Pull out each line of the entries below that contains the word "helmet".
+ + + + + + +
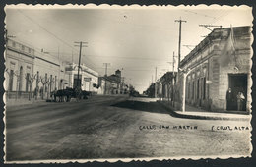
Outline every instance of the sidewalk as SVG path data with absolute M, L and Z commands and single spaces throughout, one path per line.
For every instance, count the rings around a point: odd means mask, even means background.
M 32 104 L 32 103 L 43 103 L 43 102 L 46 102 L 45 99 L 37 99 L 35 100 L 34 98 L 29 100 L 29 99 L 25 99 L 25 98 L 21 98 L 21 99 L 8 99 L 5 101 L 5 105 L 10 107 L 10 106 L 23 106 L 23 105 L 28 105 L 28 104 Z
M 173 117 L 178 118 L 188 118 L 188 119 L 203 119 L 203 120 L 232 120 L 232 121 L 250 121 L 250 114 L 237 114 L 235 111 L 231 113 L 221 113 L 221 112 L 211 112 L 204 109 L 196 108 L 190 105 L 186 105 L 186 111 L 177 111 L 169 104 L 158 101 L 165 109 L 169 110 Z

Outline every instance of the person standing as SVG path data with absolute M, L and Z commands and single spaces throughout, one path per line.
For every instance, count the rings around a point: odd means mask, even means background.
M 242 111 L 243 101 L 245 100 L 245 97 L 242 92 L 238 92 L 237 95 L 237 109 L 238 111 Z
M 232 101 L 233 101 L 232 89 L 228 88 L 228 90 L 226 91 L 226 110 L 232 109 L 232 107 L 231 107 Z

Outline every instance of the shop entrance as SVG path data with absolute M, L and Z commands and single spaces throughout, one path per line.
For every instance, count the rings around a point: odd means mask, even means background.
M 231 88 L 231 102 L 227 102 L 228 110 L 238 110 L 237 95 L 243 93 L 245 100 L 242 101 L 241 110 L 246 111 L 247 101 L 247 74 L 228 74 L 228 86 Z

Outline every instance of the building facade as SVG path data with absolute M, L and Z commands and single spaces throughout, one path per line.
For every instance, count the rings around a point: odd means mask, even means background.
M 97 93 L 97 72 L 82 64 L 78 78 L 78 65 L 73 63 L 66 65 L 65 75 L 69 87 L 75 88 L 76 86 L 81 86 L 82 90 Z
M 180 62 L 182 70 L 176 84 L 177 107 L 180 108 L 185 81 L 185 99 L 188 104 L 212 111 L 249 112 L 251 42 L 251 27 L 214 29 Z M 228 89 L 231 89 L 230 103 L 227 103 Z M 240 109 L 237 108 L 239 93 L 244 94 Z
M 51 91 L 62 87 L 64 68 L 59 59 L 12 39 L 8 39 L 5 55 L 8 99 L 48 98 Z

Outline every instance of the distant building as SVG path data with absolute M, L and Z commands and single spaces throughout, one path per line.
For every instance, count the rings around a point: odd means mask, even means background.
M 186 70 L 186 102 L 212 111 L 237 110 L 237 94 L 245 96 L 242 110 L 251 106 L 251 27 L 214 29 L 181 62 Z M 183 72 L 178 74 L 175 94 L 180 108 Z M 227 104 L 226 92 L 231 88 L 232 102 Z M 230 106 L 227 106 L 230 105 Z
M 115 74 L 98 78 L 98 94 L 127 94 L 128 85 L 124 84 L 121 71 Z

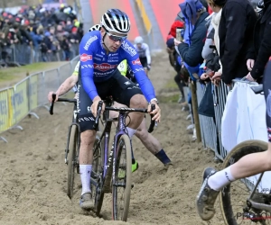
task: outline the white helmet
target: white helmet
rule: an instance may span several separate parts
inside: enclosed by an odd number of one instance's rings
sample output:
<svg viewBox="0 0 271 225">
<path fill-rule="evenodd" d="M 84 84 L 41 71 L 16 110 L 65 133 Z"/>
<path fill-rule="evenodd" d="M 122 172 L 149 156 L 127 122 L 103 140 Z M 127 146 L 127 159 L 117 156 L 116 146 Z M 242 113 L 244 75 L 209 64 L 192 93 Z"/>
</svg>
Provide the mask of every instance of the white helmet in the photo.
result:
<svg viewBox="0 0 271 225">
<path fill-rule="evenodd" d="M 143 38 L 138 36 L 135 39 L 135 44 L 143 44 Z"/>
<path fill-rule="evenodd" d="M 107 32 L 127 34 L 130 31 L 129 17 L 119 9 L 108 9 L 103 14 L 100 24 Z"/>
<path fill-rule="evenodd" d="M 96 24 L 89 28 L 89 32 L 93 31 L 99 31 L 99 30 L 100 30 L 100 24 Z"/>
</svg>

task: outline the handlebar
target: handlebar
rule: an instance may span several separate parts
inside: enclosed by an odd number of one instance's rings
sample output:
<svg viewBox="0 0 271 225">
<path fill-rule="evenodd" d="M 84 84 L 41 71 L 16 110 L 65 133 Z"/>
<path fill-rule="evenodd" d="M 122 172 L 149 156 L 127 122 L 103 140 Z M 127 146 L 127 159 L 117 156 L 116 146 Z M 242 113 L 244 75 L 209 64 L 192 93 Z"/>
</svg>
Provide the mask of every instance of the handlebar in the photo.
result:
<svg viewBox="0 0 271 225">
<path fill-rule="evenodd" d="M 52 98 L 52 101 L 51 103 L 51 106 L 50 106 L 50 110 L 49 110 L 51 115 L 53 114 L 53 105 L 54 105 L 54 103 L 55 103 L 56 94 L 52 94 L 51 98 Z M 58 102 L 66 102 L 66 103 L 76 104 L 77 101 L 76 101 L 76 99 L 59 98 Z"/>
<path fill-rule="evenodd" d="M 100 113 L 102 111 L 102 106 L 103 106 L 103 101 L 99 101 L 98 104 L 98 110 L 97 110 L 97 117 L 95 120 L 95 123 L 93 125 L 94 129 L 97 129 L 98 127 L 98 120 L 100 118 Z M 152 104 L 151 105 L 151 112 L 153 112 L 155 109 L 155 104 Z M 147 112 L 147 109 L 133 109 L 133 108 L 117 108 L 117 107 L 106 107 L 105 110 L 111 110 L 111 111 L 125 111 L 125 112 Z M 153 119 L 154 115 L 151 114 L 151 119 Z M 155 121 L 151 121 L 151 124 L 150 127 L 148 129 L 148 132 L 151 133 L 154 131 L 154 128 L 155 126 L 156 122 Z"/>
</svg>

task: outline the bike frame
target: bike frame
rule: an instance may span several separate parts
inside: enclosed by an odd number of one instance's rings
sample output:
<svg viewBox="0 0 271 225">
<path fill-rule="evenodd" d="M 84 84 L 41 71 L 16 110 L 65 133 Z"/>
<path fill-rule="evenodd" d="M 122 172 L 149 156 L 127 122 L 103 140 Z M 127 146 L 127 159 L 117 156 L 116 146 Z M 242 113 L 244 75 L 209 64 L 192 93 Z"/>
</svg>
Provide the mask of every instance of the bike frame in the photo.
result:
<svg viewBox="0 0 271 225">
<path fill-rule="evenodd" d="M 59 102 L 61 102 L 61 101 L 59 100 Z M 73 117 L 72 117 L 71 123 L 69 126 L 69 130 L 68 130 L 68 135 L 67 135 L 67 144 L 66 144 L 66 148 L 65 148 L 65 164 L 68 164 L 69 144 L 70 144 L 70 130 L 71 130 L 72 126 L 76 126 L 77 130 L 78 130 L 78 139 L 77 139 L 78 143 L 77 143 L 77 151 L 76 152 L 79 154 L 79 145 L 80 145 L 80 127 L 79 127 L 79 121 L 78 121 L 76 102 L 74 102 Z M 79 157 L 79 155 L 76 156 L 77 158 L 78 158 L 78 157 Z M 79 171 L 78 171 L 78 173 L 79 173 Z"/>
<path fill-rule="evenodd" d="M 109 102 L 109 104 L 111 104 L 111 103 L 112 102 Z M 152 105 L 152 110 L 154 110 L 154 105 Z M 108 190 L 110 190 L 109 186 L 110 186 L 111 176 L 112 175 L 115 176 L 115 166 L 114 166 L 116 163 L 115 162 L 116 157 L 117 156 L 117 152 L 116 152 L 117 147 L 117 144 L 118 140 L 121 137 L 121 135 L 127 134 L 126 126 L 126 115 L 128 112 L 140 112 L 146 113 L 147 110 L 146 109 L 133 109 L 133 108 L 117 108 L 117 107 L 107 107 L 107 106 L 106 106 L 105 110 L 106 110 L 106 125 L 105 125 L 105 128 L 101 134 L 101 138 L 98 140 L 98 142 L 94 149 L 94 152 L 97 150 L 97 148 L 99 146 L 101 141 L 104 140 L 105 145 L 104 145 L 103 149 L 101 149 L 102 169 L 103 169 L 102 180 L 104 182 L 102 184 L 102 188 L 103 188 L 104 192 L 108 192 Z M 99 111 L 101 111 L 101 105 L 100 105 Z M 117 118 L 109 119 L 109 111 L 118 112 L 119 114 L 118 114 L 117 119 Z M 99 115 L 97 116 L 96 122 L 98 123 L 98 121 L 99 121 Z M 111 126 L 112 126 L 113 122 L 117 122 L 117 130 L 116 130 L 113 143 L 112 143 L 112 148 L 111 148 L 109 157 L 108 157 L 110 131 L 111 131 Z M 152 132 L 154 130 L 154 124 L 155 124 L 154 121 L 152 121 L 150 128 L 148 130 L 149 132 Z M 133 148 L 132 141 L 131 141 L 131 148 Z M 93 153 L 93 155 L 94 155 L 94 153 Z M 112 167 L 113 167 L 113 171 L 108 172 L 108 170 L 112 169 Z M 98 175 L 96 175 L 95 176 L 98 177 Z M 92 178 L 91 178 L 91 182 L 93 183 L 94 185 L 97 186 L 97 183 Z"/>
+ + + + + + +
Correct result ::
task: outline the white helmet
target: white helmet
Provide the mask of every instance of the white helmet in the photo.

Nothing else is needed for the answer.